Direction:
Write every line of the records below as a JSON list of strings, one string per line, leaving out blank lines.

===============

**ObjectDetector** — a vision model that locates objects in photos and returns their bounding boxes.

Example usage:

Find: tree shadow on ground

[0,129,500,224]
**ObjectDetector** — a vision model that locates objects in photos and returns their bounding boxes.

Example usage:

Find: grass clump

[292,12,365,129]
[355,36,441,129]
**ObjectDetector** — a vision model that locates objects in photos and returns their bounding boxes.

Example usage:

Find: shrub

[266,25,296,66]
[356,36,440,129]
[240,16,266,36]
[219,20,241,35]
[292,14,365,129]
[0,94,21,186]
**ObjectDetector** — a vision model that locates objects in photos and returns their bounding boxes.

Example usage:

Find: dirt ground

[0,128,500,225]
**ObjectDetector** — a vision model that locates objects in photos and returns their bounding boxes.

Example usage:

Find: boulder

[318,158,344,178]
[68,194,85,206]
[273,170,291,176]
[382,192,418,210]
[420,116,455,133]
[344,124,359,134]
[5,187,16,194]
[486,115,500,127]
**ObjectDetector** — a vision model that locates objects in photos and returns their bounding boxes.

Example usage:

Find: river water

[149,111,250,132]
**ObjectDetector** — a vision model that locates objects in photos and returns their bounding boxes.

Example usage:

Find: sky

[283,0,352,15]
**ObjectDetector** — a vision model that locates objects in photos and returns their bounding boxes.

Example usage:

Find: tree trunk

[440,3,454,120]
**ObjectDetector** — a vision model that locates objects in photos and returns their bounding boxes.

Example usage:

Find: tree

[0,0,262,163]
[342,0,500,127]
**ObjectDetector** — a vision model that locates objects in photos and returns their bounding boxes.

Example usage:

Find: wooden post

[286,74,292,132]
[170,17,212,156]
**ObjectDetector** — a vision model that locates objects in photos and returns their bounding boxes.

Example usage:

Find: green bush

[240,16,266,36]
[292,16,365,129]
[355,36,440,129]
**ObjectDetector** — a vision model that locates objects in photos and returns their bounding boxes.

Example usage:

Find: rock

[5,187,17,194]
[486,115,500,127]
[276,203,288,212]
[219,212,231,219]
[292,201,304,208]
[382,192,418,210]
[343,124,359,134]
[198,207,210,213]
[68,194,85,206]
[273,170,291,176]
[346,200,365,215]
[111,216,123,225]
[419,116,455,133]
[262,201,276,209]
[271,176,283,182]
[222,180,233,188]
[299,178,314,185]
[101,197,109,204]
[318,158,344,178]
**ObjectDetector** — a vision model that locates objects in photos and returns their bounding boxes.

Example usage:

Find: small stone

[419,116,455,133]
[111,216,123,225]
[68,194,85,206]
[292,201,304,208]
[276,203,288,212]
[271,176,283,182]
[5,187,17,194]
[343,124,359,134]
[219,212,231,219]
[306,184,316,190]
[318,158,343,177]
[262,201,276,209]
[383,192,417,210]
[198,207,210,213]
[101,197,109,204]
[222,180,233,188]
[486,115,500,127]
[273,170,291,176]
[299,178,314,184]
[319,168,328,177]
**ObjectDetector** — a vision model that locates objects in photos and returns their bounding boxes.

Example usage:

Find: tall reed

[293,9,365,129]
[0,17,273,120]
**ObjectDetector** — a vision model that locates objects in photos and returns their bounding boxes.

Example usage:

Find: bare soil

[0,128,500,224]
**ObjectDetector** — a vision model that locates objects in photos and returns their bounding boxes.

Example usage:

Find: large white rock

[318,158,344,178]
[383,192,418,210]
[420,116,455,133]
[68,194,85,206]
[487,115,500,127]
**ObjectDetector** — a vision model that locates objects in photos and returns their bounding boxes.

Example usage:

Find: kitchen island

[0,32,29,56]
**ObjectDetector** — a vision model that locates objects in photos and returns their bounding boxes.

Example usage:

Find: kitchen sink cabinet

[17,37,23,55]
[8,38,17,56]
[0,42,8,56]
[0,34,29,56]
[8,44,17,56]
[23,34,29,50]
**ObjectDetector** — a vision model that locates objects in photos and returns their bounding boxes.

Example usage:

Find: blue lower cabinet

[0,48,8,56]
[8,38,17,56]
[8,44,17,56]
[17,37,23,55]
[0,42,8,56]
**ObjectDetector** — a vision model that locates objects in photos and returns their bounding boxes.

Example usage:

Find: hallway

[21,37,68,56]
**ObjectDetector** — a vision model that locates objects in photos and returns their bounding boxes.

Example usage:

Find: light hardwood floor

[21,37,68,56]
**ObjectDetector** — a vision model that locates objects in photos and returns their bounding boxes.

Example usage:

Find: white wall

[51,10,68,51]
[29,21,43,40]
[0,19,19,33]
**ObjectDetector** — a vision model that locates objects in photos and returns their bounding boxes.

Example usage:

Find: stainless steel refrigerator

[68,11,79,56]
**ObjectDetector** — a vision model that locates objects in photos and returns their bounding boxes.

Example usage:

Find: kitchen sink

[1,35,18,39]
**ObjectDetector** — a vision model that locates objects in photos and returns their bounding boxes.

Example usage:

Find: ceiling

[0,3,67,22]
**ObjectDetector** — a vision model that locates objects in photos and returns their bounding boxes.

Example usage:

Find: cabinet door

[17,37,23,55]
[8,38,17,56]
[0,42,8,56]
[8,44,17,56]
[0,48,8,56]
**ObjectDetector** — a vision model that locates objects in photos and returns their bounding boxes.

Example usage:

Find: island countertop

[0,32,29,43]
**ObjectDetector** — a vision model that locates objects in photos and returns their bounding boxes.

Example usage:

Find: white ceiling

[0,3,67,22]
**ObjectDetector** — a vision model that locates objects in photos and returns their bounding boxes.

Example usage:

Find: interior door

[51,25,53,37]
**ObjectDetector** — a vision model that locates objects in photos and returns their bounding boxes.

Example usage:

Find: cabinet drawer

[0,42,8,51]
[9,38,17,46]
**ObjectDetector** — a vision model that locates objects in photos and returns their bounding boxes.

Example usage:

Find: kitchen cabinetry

===============

Output:
[
  "**ObjectDetector** — a vision model that locates objects in photos and returns their bounding boxes.",
  "Example usage:",
  "Find: tree shadow on ground",
  "[0,129,500,224]",
  "**ObjectDetector** — a vision model that locates objects in photos and returns their bounding boxes.",
  "Example usage:",
  "Find: grass clump",
  "[292,12,365,129]",
  "[355,36,441,129]",
  "**ObjectDetector** — a vision model that locates objects in photos and returns their bounding boxes.",
  "Example usage:",
  "Find: shrub",
  "[266,25,296,66]",
  "[356,36,440,129]",
  "[240,16,266,36]",
  "[219,20,241,35]",
  "[292,14,365,129]",
  "[0,94,21,186]",
  "**ObjectDetector** — a vision model that locates objects in photos and returns their bounding boxes.",
  "Example usage:",
  "Find: dirt ground",
  "[0,128,500,225]",
  "**ObjectDetector** — a vision model that locates objects in photos and returns their bounding boxes.",
  "Example usage:",
  "Find: boulder",
  "[318,158,344,178]",
  "[68,194,85,206]",
  "[273,170,291,176]",
  "[382,192,418,210]",
  "[420,116,455,133]",
  "[344,124,359,134]",
  "[5,187,16,194]",
  "[486,115,500,127]",
  "**ObjectDetector** — a vision model that locates objects in photos and returns their bounding boxes.",
  "Example usage:",
  "Find: river water",
  "[149,111,250,132]",
  "**ObjectDetector** — a vision model that locates objects in photos and returns their bounding boxes.",
  "Example usage:",
  "Find: sky",
  "[283,0,352,15]",
  "**ObjectDetector** — a vision model that locates objects in photos and returns their bounding boxes.",
  "Example usage:",
  "Find: tree trunk",
  "[440,3,454,120]",
  "**ObjectDetector** — a vision model that locates objects in photos and returns their bounding boxes.",
  "Example usage:",
  "Find: tree",
  "[0,0,262,163]",
  "[342,0,500,127]",
  "**ObjectDetector** — a vision model that locates objects in photos and returns their bounding boxes.",
  "Example usage:",
  "Find: wooden post",
  "[286,74,292,132]",
  "[170,17,212,156]",
  "**ObjectDetector** — a vision model that locates objects in photos and returns their bounding boxes.",
  "Example usage:",
  "Find: green bush",
  "[240,16,266,36]",
  "[292,16,365,129]",
  "[355,36,440,129]",
  "**ObjectDetector** — a vision model that locates objects in photos and returns their bounding boxes.",
  "Example usage:",
  "Find: rock",
  "[5,187,17,194]",
  "[486,115,500,127]",
  "[276,203,288,212]",
  "[219,212,231,219]",
  "[292,201,304,208]",
  "[382,192,418,210]",
  "[343,124,359,134]",
  "[198,207,210,213]",
  "[68,194,85,206]",
  "[273,170,291,176]",
  "[346,200,365,215]",
  "[111,216,123,225]",
  "[419,116,455,133]",
  "[262,201,276,209]",
  "[271,176,283,182]",
  "[222,180,233,188]",
  "[299,178,314,185]",
  "[101,197,109,204]",
  "[318,158,344,178]",
  "**ObjectDetector** — a vision model that locates objects in photos and returns their bounding boxes.",
  "Example usage:",
  "Find: small stone",
  "[419,116,455,133]",
  "[111,216,123,225]",
  "[68,194,85,206]",
  "[292,201,304,208]",
  "[276,203,288,212]",
  "[271,176,283,182]",
  "[5,187,17,194]",
  "[343,124,359,134]",
  "[219,212,231,219]",
  "[306,184,316,190]",
  "[318,158,343,177]",
  "[262,201,276,209]",
  "[383,192,417,210]",
  "[198,207,210,213]",
  "[101,197,109,204]",
  "[222,180,233,188]",
  "[486,115,500,127]",
  "[273,170,291,176]",
  "[299,178,314,184]",
  "[319,168,328,177]",
  "**ObjectDetector** — a vision model that locates objects in photos and returns their bounding boxes.",
  "Example usage:",
  "Find: tall reed",
  "[293,9,365,129]",
  "[0,17,273,120]",
  "**ObjectDetector** — a vision model that locates objects in photos and returns their bounding boxes.",
  "Example usage:",
  "Find: bare soil",
  "[0,128,500,224]",
  "**ObjectDetector** — a vision model that locates objects in photos and returns their bounding boxes.",
  "Example usage:",
  "Find: large white rock",
  "[318,158,344,178]",
  "[383,192,418,210]",
  "[420,116,455,133]",
  "[68,194,85,206]",
  "[487,115,500,127]",
  "**ObjectDetector** — a vision model that locates objects in photos and returns their bounding boxes.",
  "Example usage:",
  "Find: kitchen island",
  "[0,32,29,56]",
  "**ObjectDetector** — a vision model that locates objects in photos and returns their bounding boxes.",
  "Example usage:",
  "Find: kitchen sink cabinet",
  "[17,37,23,55]",
  "[8,38,17,56]",
  "[0,42,8,56]",
  "[0,34,29,56]",
  "[8,44,17,56]",
  "[23,34,29,50]",
  "**ObjectDetector** — a vision model that locates objects in photos and returns their bounding boxes.",
  "Example usage:",
  "Find: blue lower cabinet",
  "[0,48,8,56]",
  "[8,38,17,56]",
  "[8,44,17,56]",
  "[17,37,23,55]",
  "[0,42,8,56]",
  "**ObjectDetector** — a vision model that locates objects in photos and returns their bounding boxes.",
  "Example usage:",
  "Find: hallway",
  "[21,37,68,56]",
  "**ObjectDetector** — a vision model that locates objects in photos and returns their bounding boxes.",
  "Example usage:",
  "Find: light hardwood floor",
  "[21,37,68,56]",
  "**ObjectDetector** — a vision model that locates objects in photos and returns their bounding boxes.",
  "Example usage:",
  "Find: white wall",
  "[51,10,68,51]",
  "[29,21,43,40]",
  "[0,19,19,33]",
  "**ObjectDetector** — a vision model that locates objects in photos and returns their bounding boxes.",
  "Example usage:",
  "Find: stainless steel refrigerator",
  "[68,11,79,56]",
  "**ObjectDetector** — a vision model that locates objects in photos and returns their bounding boxes.",
  "Example usage:",
  "Find: kitchen sink",
  "[1,35,18,39]",
  "**ObjectDetector** — a vision model that locates objects in photos and returns their bounding boxes.",
  "Example usage:",
  "Find: ceiling",
  "[0,3,67,22]",
  "**ObjectDetector** — a vision model that locates objects in photos and returns their bounding boxes.",
  "Example usage:",
  "Find: cabinet door",
  "[17,37,23,55]",
  "[8,38,17,56]",
  "[0,42,8,56]",
  "[8,44,17,56]",
  "[0,48,8,56]",
  "**ObjectDetector** — a vision model that locates objects in photos and returns their bounding boxes.",
  "Example usage:",
  "Find: island countertop",
  "[0,32,29,43]",
  "**ObjectDetector** — a vision model that locates objects in photos and returns their bounding boxes.",
  "Example usage:",
  "Find: white ceiling",
  "[0,3,67,22]",
  "**ObjectDetector** — a vision model that locates objects in photos and returns their bounding boxes.",
  "Example usage:",
  "Find: interior door",
  "[51,25,53,37]",
  "**ObjectDetector** — a vision model that locates objects in photos and returns their bounding boxes.",
  "Example usage:",
  "Find: cabinet drawer",
  "[0,42,8,51]",
  "[9,38,17,46]",
  "**ObjectDetector** — a vision model that locates objects in photos and returns their bounding boxes.",
  "Example usage:",
  "Find: kitchen cabinetry"
]